_DIRECTIVE_. Could you rescale the part of the entries that opens with the line containing "Task: indicate every instance of the parked" and closes with the line containing "[(1127, 636)]", repeating every line with each answer coordinate multiplied by 1.55 and rounded to a whole number, halves up, while the numbers in the request and its format sample stay unchanged?

_Coordinate annotation entries_.
# # # # #

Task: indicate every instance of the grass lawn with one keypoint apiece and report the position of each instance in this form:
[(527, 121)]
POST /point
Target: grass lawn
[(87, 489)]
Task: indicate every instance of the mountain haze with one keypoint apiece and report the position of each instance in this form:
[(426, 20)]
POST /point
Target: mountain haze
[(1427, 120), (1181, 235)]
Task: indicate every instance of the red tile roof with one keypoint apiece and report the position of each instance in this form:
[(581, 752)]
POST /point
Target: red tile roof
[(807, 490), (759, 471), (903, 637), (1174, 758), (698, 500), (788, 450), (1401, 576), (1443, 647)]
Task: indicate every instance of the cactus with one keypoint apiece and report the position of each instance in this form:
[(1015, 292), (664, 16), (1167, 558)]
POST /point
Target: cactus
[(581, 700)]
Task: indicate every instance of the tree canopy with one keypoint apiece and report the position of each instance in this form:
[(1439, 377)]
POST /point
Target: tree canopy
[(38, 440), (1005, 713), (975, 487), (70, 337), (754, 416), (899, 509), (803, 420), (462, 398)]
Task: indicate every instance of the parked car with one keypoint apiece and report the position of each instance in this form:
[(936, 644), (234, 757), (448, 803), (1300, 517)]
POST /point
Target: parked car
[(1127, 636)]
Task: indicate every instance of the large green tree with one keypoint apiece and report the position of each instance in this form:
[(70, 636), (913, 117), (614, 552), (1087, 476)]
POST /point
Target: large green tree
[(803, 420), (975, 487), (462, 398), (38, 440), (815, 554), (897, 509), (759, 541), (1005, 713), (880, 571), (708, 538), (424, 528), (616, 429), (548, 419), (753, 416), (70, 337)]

# # # # #

_ANSWER TO THE EXERCISE_.
Task: indicate every instance of the parked car with one keypoint apiece and report the position of each instance in this form:
[(936, 644), (234, 757), (448, 803), (1300, 517)]
POST /point
Target: parked car
[(1747, 986)]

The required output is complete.